▶ Exercise passage:
=====

Cell Ranger3.1, printed on 12/17/2024
Human samples and mouse strains of types C57BL/6 and BALB/c have been tested. We provide primers and reference sequences that are known to work with these samples. If you use a different mouse strain, then it is possible that the primers and/or reference sequences will be insufficient. If you use another species, then you need to create your own primers and reference sequence. Note that defects in either could result in loss of clonotypes.
In general, spiking cell lines into your sample as a control may have unintended consequences. It may introduce high levels of background (particularly if the cell line cells are large or leaky), and it may confound the cell calling algorithm.
See the primary recommendation for V(D)J sequencing. This recommendation is repeated here. The following sections discuss the issues and choices available.
Read configuration | Recommended read pairs per cell |
---|---|
26 x 91 | 5000 |
Cell refers to a recovered, targeted cell. A recovered cell is a cell captured in a GEM. A targeted cell may be a T or B cell, depending on which enrichment primers are used.
When you run CellRanger, the number of recovered targeted cells is estimated based on sequence data, whereas before sequencing is carried out, your estimate may be based on assays having higher variability and/or guesswork.
One reason we recommend 26 x 91 read pairs is that it facilitates efficient sequencing of multiple library types including V(D)J and GEX in a single sequencing run.
For most samples, the recommended sequencing depth will approach the limit of what you would obtain at high depth, even using longer (150 x 150) reads. However there are exceptions. Sequencing saturation in the following plots is computed as:
number of productive pairs obtained using 26 x 91 read pairs at given depth
————————————————————————————————————————————————————————————————————————————
number of productive pairs obtained using 150 x 150 read pairs at high depth
Here high depth is ten-fold higher than the recommendation.
The plasma cell enriched sample is from a tumor, and in addition to having many plasma cells, may also have a significant fraction of dying cells.
Some samples do not saturate at the recommended sequencing depth. The most common cause for this is extreme variation in expression levels between cells in a sample, so that the high expression cells soak up most of the sequencing, leaving little for the low expression cells. For example this could happen if:
Samples for which overall expression levels are very low may also require greater sequencing depth to approach saturation.
Note that saturation may not be needed to achieve experimental goals. For example, obtaining data from many dying cells may or may not be useful.
Usually not. There are some exceptions, which depend on your sample type and the needs of your experiment:
If your sample is precious and it is more important to get data from all cells than to save on sequencing cost, use higher depth.
If recovery of low expression cells is critical to your experiment design, and your sample type is prone to high variation, use higher depth.
If large savings on sequencing cost are more important than modest increases to yield, use lower depth.
If you have a library which was sequenced across multiple flowcells, you can pool the reads from both sequencing runs. Follow the steps in Specifying Input FASTQs to combine them in a single cellranger vdj run.
We also support a 150 x 150 configuration:
Alternate read configuration | Recommended read pairs per cell |
---|---|
150 x 150 | 2000 |
This produces about the same number of read bases as the primary recommendation (26 x 91, 5000 read pairs per cell). The coverage response curves for these two configurations match closely.
Other read lengths may work but have not been tested. Coverage would need to be adjusted in the same fashion so that the number of read bases is about the same. Use of a second read that is significantly shorter than 91 bases may not work well.
CellRanger 3.1 increases yield across a wide range of datasets, and the the performance gain increases as coverage decreases. Here we show one example, noting that gains vary considerably from sample to sample:
Although use of 26 x 91 data was not supported by CellRanger 3.0, it is shown here for clarity of comparison. The same plot using 150 x 150 data for both code versions is highly similar.
There is no aggr function for V(D)J libraries at this time. However, if you have a single cell suspension which was run on multiple chip channels (GEM wells), producing multiple V(D)J libraries, you can analyze all of the libraries at once. The workflow requires writing a custom configuration file for the pipeline, as specified in Multi-Library Samples.

=====

▶ Material supplied:

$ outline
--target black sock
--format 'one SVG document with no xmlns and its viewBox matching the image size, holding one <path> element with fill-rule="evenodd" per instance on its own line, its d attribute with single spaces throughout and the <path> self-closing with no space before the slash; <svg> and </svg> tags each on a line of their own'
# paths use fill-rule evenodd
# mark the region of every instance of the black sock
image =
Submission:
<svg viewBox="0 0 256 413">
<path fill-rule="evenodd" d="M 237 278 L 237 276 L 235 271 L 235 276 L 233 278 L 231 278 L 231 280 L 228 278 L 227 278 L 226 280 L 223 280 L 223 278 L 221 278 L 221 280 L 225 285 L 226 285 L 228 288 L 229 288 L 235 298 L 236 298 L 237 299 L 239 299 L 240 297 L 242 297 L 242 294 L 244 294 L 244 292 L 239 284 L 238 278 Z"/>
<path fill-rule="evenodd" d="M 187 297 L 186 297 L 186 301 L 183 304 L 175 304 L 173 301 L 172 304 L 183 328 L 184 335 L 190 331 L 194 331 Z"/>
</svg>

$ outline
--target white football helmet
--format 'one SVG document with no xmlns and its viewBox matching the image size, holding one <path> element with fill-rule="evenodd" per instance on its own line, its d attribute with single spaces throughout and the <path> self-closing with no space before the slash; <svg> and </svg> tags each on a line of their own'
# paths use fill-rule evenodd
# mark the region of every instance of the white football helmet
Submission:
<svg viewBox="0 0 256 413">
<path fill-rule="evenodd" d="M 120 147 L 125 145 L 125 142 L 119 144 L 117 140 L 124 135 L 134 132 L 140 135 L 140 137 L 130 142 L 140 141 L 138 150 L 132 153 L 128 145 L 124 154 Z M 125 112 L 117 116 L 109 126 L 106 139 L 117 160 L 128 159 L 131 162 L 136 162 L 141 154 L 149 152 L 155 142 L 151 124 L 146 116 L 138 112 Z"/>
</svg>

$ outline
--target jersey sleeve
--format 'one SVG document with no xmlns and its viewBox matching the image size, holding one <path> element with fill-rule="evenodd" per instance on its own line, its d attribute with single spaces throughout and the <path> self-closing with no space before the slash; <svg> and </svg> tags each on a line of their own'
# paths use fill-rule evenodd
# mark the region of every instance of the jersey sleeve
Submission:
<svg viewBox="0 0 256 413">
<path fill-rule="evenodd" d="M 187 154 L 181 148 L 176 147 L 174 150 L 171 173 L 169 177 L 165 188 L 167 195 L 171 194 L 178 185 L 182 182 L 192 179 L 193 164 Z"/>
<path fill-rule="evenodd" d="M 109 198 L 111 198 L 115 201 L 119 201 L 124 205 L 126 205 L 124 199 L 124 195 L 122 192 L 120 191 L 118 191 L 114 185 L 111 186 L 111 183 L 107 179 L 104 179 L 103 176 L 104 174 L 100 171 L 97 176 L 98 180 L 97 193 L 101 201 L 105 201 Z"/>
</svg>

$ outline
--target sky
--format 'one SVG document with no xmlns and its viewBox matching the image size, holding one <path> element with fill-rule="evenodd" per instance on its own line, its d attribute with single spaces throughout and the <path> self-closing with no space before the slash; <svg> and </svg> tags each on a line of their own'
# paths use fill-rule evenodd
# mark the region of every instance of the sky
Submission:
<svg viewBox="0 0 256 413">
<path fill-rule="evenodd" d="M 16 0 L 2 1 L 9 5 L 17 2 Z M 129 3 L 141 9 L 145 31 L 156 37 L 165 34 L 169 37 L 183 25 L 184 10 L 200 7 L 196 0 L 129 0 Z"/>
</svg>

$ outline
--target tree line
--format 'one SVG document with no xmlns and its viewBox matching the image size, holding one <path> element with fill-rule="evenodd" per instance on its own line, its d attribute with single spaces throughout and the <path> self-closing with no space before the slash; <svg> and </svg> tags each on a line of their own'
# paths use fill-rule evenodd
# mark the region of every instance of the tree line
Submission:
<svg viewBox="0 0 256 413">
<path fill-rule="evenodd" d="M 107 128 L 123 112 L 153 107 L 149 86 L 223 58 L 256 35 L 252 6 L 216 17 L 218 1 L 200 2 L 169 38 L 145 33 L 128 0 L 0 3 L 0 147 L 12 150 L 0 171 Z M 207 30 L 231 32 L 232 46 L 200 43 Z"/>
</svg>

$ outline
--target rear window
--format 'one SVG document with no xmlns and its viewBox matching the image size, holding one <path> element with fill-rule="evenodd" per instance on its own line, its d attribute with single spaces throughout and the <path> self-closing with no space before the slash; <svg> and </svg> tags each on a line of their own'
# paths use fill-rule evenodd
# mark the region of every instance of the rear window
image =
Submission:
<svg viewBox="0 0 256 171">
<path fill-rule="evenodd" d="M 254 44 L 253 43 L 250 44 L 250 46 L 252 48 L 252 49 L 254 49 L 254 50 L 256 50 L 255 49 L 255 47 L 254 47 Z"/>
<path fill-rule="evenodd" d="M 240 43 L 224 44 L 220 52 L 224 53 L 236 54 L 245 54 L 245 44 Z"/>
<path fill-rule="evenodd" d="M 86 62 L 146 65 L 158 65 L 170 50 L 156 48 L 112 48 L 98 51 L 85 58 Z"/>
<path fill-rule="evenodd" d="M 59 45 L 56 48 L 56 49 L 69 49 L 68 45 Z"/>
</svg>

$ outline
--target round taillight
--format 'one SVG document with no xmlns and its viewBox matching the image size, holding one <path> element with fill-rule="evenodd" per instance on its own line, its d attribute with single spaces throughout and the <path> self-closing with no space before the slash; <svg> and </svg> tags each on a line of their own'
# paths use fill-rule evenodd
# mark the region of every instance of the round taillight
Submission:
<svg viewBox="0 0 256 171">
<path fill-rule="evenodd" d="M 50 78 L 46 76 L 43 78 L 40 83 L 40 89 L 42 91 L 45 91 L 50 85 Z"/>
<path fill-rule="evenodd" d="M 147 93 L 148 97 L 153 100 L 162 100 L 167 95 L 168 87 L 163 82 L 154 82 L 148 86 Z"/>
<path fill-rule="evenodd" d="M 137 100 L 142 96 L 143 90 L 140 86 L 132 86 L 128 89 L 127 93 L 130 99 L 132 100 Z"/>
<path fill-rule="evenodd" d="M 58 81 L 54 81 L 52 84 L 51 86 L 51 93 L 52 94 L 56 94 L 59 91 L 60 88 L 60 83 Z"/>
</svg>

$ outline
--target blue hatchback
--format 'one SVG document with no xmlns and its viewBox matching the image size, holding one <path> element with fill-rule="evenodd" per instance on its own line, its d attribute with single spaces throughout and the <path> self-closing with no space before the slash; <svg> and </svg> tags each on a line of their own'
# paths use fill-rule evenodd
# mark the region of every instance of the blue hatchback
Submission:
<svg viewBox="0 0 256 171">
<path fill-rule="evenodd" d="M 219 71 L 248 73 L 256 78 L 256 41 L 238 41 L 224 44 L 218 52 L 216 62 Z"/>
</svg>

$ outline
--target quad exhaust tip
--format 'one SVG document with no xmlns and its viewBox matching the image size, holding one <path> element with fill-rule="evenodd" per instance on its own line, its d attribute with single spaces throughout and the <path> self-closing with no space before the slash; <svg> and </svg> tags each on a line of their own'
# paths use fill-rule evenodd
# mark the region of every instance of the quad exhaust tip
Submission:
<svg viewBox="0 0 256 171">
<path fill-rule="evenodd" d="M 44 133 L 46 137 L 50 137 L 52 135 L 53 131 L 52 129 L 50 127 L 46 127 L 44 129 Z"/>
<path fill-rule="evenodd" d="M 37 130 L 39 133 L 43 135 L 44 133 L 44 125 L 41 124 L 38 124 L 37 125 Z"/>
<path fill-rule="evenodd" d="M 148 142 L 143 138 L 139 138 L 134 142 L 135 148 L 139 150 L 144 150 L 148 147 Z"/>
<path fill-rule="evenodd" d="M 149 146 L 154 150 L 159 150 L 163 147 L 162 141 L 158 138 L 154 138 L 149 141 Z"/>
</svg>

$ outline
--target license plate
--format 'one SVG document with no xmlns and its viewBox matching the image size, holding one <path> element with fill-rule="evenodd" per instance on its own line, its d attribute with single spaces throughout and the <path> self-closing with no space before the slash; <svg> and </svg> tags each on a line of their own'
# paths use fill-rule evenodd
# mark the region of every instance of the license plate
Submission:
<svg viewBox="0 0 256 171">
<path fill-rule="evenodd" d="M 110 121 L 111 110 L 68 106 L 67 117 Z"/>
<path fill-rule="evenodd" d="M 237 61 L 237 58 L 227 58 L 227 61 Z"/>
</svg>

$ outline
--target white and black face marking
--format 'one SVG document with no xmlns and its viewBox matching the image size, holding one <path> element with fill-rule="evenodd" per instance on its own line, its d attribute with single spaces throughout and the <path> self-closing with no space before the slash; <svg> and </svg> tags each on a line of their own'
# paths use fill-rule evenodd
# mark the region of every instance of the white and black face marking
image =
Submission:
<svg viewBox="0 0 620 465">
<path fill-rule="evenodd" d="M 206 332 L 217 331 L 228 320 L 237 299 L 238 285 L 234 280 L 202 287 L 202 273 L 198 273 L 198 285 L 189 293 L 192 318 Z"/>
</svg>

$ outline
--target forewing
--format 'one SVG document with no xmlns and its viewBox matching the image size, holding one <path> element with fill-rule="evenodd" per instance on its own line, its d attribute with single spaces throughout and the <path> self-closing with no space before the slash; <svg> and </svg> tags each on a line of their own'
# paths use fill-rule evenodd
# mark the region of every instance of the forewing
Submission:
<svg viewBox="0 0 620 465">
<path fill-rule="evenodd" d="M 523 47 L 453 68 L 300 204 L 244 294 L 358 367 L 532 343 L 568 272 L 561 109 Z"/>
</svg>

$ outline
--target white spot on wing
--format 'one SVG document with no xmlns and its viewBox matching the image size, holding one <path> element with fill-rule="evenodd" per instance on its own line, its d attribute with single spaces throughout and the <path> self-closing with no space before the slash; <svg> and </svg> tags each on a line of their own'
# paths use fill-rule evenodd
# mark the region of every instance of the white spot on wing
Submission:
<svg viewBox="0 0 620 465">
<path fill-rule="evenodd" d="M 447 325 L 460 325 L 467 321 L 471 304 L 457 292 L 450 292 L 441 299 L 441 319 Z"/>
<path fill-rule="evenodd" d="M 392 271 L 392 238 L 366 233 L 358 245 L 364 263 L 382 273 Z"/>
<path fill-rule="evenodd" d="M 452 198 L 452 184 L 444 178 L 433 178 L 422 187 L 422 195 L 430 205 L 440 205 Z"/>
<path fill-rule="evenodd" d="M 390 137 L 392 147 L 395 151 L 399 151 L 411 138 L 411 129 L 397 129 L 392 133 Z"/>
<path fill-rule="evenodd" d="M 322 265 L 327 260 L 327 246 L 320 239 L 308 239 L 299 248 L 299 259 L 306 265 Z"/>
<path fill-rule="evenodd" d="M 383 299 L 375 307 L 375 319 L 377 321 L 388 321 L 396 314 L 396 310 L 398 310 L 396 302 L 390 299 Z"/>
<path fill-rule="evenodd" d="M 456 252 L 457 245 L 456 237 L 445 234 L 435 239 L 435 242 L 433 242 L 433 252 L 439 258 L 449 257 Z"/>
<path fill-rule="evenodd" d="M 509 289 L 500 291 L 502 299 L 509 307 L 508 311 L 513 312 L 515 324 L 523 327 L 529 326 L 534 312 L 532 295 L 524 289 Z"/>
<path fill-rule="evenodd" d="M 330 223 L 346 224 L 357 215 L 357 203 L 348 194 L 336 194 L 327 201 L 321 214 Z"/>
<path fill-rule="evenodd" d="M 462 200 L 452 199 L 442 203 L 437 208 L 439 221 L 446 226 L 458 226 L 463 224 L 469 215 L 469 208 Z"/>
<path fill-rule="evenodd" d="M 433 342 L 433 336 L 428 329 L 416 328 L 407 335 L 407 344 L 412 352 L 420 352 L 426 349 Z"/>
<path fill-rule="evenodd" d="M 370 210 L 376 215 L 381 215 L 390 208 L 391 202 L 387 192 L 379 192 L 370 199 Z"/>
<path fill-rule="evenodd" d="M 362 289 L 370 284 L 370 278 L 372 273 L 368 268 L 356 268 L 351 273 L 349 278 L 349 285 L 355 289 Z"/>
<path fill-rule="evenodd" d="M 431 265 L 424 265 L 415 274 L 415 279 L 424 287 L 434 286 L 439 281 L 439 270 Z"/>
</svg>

=====

▶ Task item:
Please retype the Cell Ranger text from "See the primary" to "primers are used.", keeping every word and mark unchanged.

▶ Reply:
See the primary recommendation for V(D)J sequencing. This recommendation is repeated here. The following sections discuss the issues and choices available.
Read configuration | Recommended read pairs per cell |
---|---|
26 x 91 | 5000 |
Cell refers to a recovered, targeted cell. A recovered cell is a cell captured in a GEM. A targeted cell may be a T or B cell, depending on which enrichment primers are used.